### Records from a data source
-- Begin --

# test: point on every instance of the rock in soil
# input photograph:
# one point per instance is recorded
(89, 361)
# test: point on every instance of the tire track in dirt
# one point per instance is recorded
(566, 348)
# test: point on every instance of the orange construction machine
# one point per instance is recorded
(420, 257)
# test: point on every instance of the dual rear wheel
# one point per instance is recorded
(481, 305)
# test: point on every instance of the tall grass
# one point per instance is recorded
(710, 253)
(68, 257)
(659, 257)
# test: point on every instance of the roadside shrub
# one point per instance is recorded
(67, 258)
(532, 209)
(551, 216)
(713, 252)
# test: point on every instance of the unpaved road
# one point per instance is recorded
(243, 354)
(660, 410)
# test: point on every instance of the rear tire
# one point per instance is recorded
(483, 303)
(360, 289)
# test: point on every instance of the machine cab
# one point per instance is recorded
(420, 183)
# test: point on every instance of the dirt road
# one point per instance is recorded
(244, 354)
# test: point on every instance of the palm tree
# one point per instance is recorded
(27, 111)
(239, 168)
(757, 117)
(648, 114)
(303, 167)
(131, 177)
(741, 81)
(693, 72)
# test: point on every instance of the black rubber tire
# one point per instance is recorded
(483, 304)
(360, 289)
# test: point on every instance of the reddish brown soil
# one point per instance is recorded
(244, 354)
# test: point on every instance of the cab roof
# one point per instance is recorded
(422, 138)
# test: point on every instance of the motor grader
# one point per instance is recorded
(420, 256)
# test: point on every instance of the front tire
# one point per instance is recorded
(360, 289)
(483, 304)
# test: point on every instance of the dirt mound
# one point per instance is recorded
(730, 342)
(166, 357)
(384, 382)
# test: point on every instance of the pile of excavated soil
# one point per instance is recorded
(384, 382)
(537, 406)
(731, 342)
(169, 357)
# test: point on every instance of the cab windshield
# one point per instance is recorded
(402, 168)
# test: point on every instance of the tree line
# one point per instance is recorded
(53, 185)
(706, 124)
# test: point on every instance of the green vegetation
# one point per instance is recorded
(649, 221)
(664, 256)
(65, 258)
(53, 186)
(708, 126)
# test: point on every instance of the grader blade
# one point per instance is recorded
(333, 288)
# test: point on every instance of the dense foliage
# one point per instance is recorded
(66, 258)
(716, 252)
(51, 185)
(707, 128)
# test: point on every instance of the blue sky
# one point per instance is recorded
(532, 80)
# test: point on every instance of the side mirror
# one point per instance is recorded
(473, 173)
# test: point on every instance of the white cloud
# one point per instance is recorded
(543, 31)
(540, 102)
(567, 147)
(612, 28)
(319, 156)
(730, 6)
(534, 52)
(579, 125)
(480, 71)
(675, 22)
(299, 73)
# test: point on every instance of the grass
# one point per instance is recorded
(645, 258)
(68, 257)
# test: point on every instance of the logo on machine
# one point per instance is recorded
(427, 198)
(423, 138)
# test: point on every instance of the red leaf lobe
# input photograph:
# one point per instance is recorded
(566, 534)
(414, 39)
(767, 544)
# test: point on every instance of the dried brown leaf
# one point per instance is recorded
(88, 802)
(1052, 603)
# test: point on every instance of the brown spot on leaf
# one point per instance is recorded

-- End --

### WRITTEN EXERCISE
Exactly reproduce the lines from the one containing "# test: point on every instance of the front" through the end of the records, and only those lines.

### ANSWER TO THIS TASK
# test: point on every instance of the front tire
# one point per instance is recorded
(360, 289)
(483, 304)
# test: point on every instance of the dirt mound
# one point per instance is recorded
(730, 342)
(166, 357)
(384, 382)
# test: point on every instance of the pile of excavated soil
# one point per instance is recorded
(384, 382)
(537, 406)
(731, 342)
(169, 357)
# test: point on every instance of the cab windshield
# one point per instance is recorded
(402, 168)
# test: point on every instance of the tree line
# one point per instance is recorded
(53, 185)
(706, 124)
# test: point on every instance of the green vegetation
# one point per instance is recorded
(649, 221)
(664, 256)
(65, 258)
(53, 186)
(708, 126)
# test: point on every instance of the grader blade
# one point per instance is recorded
(333, 288)
# test: point on every instance of the dense foliage
# one point per instance is recorded
(66, 258)
(716, 252)
(51, 185)
(707, 128)
# test: point on every instance of the blue sky
# one point per instance is recorded
(532, 80)
# test: point on every instance of the side mirror
# one point per instance is recorded
(473, 173)
# test: point on every instance of the white cloud
# one point per instance is recorded
(543, 31)
(540, 102)
(567, 147)
(612, 28)
(319, 156)
(730, 6)
(534, 52)
(579, 125)
(480, 71)
(675, 22)
(299, 73)
# test: point on every instance of the grass
# one point per instance is recorded
(645, 258)
(68, 257)
# test: point on every instance of the logo on machine
# one point per instance is recorded
(427, 198)
(423, 138)
# test: point on every instance of the red leaf lobe
# input photograph:
# one point per instance is recorded
(566, 534)
(414, 39)
(767, 544)
# test: point on every instance of the dried brown leaf
# one point per instance is recorded
(88, 802)
(1052, 603)
# test: point on every instance of the brown spot on leaf
# one point per instance is recorded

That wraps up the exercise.